§ **EXERCISE**: Write down exactly the lines of the listing below, beginning with the one containing "Target: green herb plant" and closing with the final line.

§ **PROVIDED RECORDS**:

== Segment start ==

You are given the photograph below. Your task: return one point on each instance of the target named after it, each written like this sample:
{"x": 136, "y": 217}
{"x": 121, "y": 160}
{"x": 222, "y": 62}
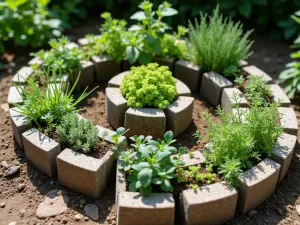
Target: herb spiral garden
{"x": 159, "y": 82}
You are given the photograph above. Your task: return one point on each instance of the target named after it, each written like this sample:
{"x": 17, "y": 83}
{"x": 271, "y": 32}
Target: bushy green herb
{"x": 148, "y": 37}
{"x": 257, "y": 87}
{"x": 241, "y": 140}
{"x": 148, "y": 86}
{"x": 60, "y": 57}
{"x": 218, "y": 44}
{"x": 291, "y": 76}
{"x": 150, "y": 163}
{"x": 26, "y": 23}
{"x": 53, "y": 101}
{"x": 80, "y": 133}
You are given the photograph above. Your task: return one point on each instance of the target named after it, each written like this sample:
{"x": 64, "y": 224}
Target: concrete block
{"x": 288, "y": 120}
{"x": 283, "y": 151}
{"x": 133, "y": 209}
{"x": 35, "y": 61}
{"x": 257, "y": 184}
{"x": 254, "y": 71}
{"x": 182, "y": 89}
{"x": 212, "y": 86}
{"x": 165, "y": 61}
{"x": 106, "y": 67}
{"x": 179, "y": 114}
{"x": 116, "y": 106}
{"x": 41, "y": 151}
{"x": 279, "y": 95}
{"x": 188, "y": 73}
{"x": 81, "y": 173}
{"x": 145, "y": 121}
{"x": 14, "y": 96}
{"x": 210, "y": 204}
{"x": 227, "y": 101}
{"x": 86, "y": 74}
{"x": 19, "y": 124}
{"x": 117, "y": 80}
{"x": 22, "y": 75}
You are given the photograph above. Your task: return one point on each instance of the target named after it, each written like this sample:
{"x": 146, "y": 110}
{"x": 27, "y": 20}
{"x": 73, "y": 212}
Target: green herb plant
{"x": 46, "y": 106}
{"x": 218, "y": 44}
{"x": 241, "y": 139}
{"x": 149, "y": 86}
{"x": 150, "y": 163}
{"x": 78, "y": 132}
{"x": 257, "y": 87}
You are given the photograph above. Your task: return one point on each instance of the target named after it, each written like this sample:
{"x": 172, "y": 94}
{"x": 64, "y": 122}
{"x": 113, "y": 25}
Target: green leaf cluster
{"x": 241, "y": 139}
{"x": 149, "y": 86}
{"x": 150, "y": 163}
{"x": 26, "y": 22}
{"x": 80, "y": 133}
{"x": 257, "y": 87}
{"x": 61, "y": 57}
{"x": 219, "y": 43}
{"x": 291, "y": 75}
{"x": 46, "y": 106}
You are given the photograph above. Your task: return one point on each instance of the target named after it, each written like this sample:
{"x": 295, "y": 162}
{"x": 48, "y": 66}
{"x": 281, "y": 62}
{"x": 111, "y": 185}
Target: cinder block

== Segment end ==

§ **YOUR SOLUTION**:
Target: green herb plant
{"x": 46, "y": 106}
{"x": 218, "y": 44}
{"x": 241, "y": 139}
{"x": 149, "y": 86}
{"x": 150, "y": 163}
{"x": 78, "y": 132}
{"x": 257, "y": 87}
You are given the photograph above. Your task: return one point on each instance of the target named after it, each written like this sample:
{"x": 172, "y": 94}
{"x": 64, "y": 122}
{"x": 113, "y": 25}
Target: green leaf cluster
{"x": 241, "y": 139}
{"x": 149, "y": 86}
{"x": 150, "y": 163}
{"x": 26, "y": 22}
{"x": 80, "y": 133}
{"x": 257, "y": 87}
{"x": 61, "y": 57}
{"x": 219, "y": 43}
{"x": 291, "y": 75}
{"x": 46, "y": 106}
You are given the photograph above. Your task: return one point on each instance of the target named after it, each written like this sample:
{"x": 295, "y": 162}
{"x": 48, "y": 66}
{"x": 281, "y": 62}
{"x": 111, "y": 185}
Target: cinder block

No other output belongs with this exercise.